Предоставленный отрывок
○ ○ ○ ○

Не раз приходилось слышать обиды ветеранов Великой Отечественной на молодежь: без особого внимания, просто из вежливости, слушает их рассказы о войне. Бывая на таких встречах неоднократно, думаю, понял, отчего это происходит. Нередко бывшие воины говорят о войне вообще, называют события, известные по книгам, по учебникам, оттого ребята и невнимательны.
А когда вдруг прорвутся у рассказчика слова о собственных чувствах, переживаниях, наблюдениях, когда звучат не ура-победные интонации, а объективная оценка событий - аудитория слушает, затаив дыхание. В этом смысле профессор ТПУ Степан Сулакшин, начавший войну ополченцем, а закончивший капитаном, рассказчик интереснейший и откровенный.
"Был уверен в несокрушимой и легендарной"
- В день начала войны, - рассказывает Степан Степанович, - я, студент четвертого курса Московского геологоразведочного института (МГРИ), вышел из поезда в Комсомольске-на-Амуре. Приехал на практику и услышал выступление Молотова. Как вся молодежь того времени, я был уверен в несокрушимости Красной Армии, в том, что она быстро разгромит врага. И потому решил ехать в ту геологическую партию, куда меня направили.

○ ○ ○ ○

Раздел данных
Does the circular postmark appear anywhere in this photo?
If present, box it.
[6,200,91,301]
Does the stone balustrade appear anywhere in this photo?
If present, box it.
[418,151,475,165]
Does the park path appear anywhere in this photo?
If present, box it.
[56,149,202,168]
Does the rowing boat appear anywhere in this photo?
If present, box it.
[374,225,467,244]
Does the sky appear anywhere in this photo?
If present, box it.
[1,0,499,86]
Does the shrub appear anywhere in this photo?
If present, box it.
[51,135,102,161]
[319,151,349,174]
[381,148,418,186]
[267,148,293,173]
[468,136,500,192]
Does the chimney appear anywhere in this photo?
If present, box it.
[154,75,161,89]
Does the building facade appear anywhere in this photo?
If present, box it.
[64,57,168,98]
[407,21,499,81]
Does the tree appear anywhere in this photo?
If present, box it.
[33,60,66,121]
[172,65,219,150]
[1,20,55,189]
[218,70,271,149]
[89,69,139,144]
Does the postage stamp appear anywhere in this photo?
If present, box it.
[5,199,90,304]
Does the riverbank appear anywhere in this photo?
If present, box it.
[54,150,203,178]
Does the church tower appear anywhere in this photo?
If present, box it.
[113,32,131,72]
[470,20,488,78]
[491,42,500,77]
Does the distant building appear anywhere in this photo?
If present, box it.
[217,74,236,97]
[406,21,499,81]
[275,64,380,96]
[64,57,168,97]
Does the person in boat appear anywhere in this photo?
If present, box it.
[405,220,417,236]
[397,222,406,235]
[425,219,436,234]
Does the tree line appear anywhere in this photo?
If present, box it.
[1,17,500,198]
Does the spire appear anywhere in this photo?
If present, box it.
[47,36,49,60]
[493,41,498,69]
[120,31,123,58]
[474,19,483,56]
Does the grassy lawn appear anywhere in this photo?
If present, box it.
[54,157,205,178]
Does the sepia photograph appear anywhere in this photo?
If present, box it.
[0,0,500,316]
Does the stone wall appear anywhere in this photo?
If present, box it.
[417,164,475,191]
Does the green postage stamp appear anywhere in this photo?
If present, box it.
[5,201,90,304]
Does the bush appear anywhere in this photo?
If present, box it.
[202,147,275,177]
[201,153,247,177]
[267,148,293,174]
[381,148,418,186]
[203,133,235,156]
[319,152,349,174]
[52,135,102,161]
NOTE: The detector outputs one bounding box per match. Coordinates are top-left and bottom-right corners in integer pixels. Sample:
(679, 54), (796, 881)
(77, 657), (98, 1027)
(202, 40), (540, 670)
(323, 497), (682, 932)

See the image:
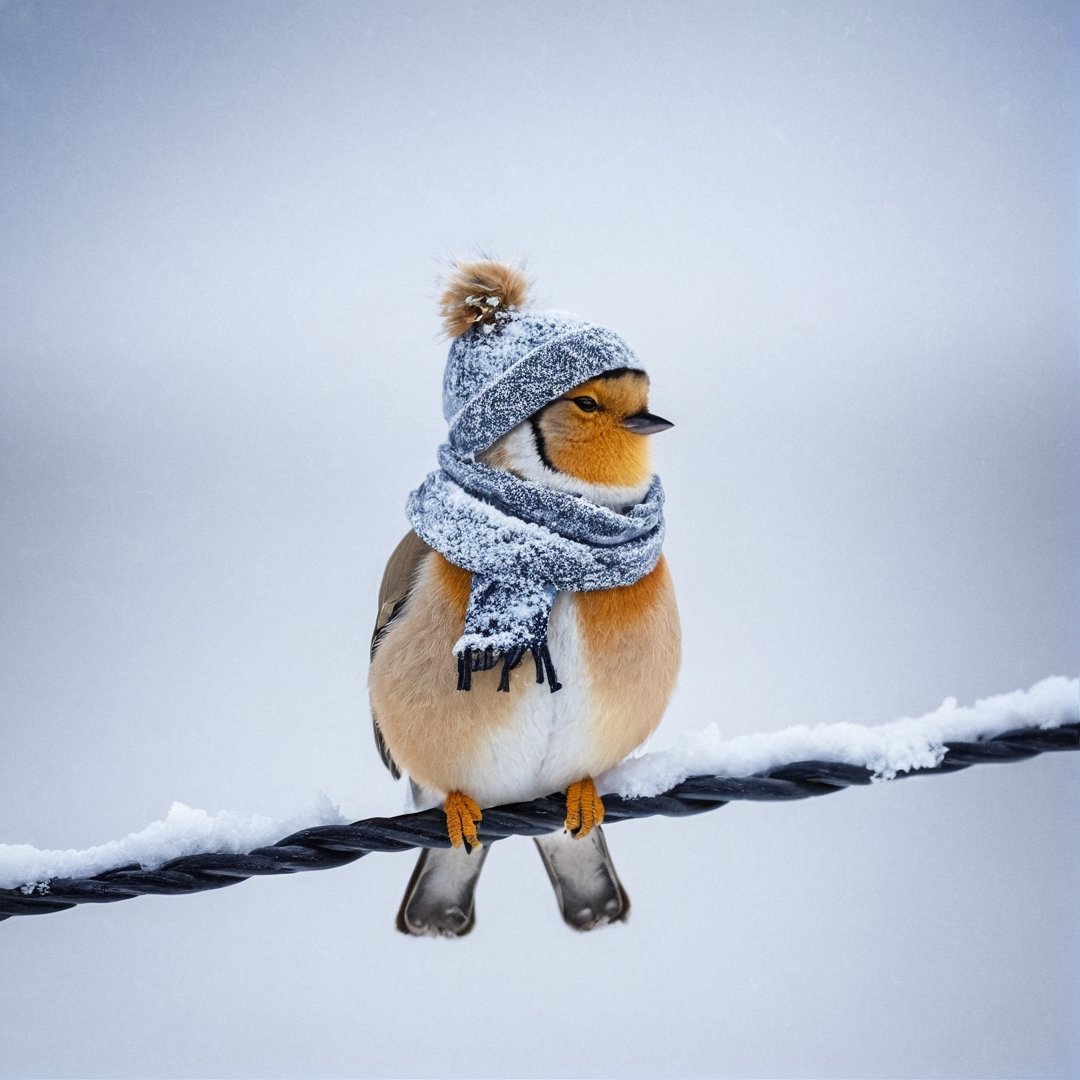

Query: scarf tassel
(458, 642), (563, 693)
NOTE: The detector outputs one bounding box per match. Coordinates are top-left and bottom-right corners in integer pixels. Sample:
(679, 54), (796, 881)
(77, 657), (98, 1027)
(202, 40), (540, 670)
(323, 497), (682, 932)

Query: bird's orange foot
(443, 792), (484, 849)
(566, 777), (604, 840)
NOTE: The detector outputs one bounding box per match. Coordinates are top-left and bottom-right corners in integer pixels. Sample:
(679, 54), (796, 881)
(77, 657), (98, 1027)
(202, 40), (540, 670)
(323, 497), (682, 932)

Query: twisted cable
(0, 724), (1080, 920)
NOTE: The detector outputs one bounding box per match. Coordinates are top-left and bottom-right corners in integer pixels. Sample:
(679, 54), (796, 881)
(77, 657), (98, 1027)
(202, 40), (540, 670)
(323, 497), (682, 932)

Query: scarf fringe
(458, 642), (563, 693)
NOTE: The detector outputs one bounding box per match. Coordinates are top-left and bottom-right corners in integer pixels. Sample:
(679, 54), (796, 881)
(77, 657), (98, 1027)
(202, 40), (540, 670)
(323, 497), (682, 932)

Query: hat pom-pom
(440, 260), (528, 337)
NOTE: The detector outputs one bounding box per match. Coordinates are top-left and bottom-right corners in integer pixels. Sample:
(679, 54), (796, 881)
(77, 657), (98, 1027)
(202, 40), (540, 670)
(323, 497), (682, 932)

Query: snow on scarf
(406, 445), (664, 693)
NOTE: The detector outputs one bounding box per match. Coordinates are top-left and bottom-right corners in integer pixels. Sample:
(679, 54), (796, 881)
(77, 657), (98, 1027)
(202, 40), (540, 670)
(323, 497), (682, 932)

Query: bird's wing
(372, 532), (431, 780)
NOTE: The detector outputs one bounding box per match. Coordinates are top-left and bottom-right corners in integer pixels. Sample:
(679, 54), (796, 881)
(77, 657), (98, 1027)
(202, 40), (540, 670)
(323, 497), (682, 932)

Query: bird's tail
(535, 825), (630, 930)
(397, 847), (489, 937)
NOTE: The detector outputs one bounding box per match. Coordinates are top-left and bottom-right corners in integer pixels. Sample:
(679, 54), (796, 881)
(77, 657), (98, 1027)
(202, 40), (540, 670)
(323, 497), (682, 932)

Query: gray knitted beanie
(442, 261), (640, 457)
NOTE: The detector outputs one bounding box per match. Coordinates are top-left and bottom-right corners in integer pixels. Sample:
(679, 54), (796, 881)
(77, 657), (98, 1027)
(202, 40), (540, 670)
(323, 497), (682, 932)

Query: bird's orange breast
(369, 553), (679, 801)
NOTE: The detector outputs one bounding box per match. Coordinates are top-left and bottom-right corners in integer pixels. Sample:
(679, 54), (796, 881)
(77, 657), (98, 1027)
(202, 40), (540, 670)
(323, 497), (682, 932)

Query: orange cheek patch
(548, 416), (650, 487)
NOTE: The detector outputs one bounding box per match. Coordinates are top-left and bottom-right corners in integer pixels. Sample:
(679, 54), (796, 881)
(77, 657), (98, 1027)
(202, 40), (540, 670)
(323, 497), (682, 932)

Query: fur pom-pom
(440, 260), (528, 337)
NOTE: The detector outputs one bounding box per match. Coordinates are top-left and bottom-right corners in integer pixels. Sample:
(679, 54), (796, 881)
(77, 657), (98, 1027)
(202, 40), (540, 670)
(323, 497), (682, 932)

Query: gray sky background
(0, 0), (1080, 1077)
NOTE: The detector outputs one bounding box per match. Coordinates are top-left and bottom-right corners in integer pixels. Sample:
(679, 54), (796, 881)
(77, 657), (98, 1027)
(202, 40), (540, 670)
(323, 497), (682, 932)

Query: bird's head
(441, 259), (672, 508)
(482, 367), (672, 507)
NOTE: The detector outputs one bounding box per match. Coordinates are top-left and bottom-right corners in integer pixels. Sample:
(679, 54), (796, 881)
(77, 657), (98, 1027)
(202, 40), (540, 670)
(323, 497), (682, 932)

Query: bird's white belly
(462, 593), (595, 806)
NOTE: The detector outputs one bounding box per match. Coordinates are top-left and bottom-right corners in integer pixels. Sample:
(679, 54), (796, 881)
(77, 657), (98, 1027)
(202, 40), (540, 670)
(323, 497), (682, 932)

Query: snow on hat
(441, 261), (640, 455)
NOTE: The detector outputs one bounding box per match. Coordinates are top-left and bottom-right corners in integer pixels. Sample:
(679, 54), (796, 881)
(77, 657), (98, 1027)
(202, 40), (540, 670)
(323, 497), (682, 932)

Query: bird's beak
(622, 413), (675, 435)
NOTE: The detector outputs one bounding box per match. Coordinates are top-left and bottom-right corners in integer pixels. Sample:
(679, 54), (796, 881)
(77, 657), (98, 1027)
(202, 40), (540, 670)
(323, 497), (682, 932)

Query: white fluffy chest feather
(451, 593), (595, 806)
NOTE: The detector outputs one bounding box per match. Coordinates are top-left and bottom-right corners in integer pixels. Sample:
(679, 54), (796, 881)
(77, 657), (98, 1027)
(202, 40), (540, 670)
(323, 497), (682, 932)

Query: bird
(368, 259), (680, 936)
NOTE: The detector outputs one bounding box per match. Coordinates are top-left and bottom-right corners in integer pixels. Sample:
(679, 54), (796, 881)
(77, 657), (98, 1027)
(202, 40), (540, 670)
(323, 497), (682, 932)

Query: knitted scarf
(406, 445), (664, 693)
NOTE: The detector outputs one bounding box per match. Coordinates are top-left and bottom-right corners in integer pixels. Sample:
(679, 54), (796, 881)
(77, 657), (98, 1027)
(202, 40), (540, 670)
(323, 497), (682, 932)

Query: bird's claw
(566, 777), (604, 840)
(443, 792), (484, 850)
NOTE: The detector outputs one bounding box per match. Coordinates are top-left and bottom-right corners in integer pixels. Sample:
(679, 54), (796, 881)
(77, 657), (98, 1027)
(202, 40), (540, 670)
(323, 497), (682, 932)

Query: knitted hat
(442, 261), (640, 455)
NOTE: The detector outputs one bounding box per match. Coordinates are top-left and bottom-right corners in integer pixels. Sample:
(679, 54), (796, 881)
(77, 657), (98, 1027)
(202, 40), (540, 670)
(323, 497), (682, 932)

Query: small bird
(368, 260), (680, 936)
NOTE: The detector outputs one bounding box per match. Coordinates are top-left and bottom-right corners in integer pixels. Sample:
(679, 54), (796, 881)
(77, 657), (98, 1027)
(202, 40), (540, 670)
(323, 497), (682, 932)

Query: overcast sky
(0, 0), (1080, 1077)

○ ○ ○ ○

Проверьте понимание
- A) Ответьте на вопросы по отрывку:
(i) На каком курсе и в каком институте учился Степан Сулакшин в день начала войны?
(ii) В каком звании Степан Сулакшин закончил войну?
(iii) Чье выступление он услышал, приехав на практику?
- B) Замените «Комсомольске-на-Амуре» на «Хабаровске» и приведите отрывок от слов «- В день начала» до слов «куда меня направили.».
- C) Перечислите все организации, названные в отрывке.
Строки данных никак не связаны с отрывком.

Ответы к заданиям
- A)
(i) На четвертом курсе Московского геологоразведочного института (МГРИ).
(ii) Капитаном.
(iii) Выступление Молотова.

- B)
- В день начала войны, - рассказывает Степан Степанович, - я, студент четвертого курса Московского геологоразведочного института (МГРИ), вышел из поезда в Хабаровске. Приехал на практику и услышал выступление Молотова. Как вся молодежь того времени, я был уверен в несокрушимости Красной Армии, в том, что она быстро разгромит врага. И потому решил ехать в ту геологическую партию, куда меня направили.

- C) ТПУ; Московский геологоразведочный институт (МГРИ); Красная Армия.